▸ **What this task involves**:
Count the lines in the data below that contain the word "water", and reply with that number alone.
-- Begin --
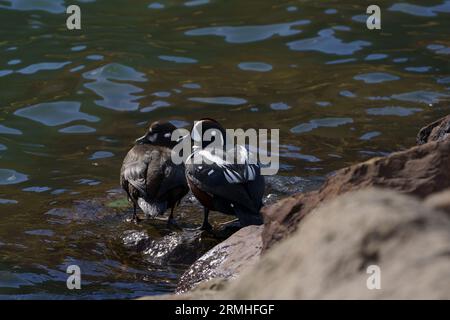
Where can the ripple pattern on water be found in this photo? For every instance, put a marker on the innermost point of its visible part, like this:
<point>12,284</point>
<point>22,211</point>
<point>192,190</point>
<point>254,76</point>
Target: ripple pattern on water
<point>393,111</point>
<point>318,123</point>
<point>116,95</point>
<point>376,77</point>
<point>8,130</point>
<point>177,59</point>
<point>51,6</point>
<point>422,96</point>
<point>8,176</point>
<point>220,100</point>
<point>328,43</point>
<point>101,155</point>
<point>55,113</point>
<point>77,129</point>
<point>421,11</point>
<point>43,66</point>
<point>248,34</point>
<point>255,66</point>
-- End --
▸ **The completed task**:
2